- Extract provided -
--- begin ---

Mars and Spica on February 8, 2014. Photo by Mohammed Laaifat Photographies. View on Mohammed’s Flickr page.

This trio of bright objects – the waning gibbous moon, Mars and Spica in the constellation Virgo – rise rather late in the evening at mid-northern latitudes and earlier in the evening at more southerly latitudes. Check the links on our almanac page to get some references to recommended almanacs. They can help you find out when the moon, Mars and Spica rise in your sky.

From mid-northern latitudes in the Northern Hemisphere – for example, in the U.S. and Europe – you might be able to catch the three luminaries just before bedtime. Look in the eastern part of sky and close to the horizon. If you’re not one for staying up late, then catch the moon, Mars and Spica higher up in the sky during the predawn and dawn hours on February 19 and 20.

--- end ---

- Exercise task A -
Swap "luminaries" for "celestial bodies" in the passage on the moon, Mars and Spica, reproducing it from the words "Mars and Spica on" through the words "February 19 and 20.".
- Exercise task B -
Extend the passage on the moon, Mars and Spica beyond its final sentence.

- Extracted entries -

--- begin ---

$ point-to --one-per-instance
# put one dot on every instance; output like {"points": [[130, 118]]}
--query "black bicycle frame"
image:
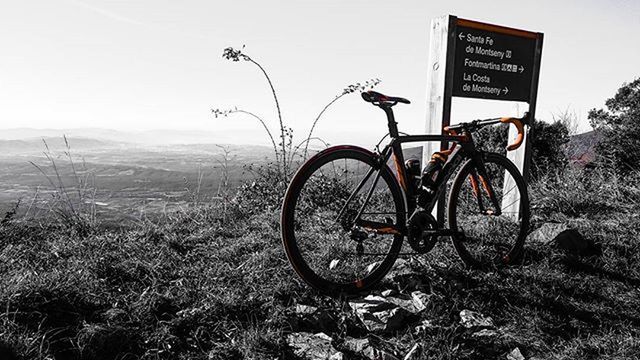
{"points": [[466, 150]]}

--- end ---

- Exercise response A -
Mars and Spica on February 8, 2014. Photo by Mohammed Laaifat Photographies. View on Mohammed’s Flickr page.

This trio of bright objects – the waning gibbous moon, Mars and Spica in the constellation Virgo – rise rather late in the evening at mid-northern latitudes and earlier in the evening at more southerly latitudes. Check the links on our almanac page to get some references to recommended almanacs. They can help you find out when the moon, Mars and Spica rise in your sky.

From mid-northern latitudes in the Northern Hemisphere – for example, in the U.S. and Europe – you might be able to catch the three celestial bodies just before bedtime. Look in the eastern part of sky and close to the horizon. If you’re not one for staying up late, then catch the moon, Mars and Spica higher up in the sky during the predawn and dawn hours on February 19 and 20.

- Exercise response B -
The moon will move onward after several more days, leaving Mars and Spica behind. Mars, on the other hand, will stay in front of the constellation Virgo and in the vicinity of Spica, Virgo’s brightest star, for months to come.

At northerly latitudes, use the Big Dipper to find the star Spica and the planet Mars.

Here’s another way to locate Mars in the months to come. Use the Big Dipper as a guide. Extend the handle of the Big Dipper across the sky. It will first come to a bright orange star, Arcturus in the constellation Bootes. Keep going! You’ll finally reach Mars and Spica.

Bottom line: On the nights of February 18 and 19, 2014, look for the planet Mars and star Spica. They are the brightest objects near the moon.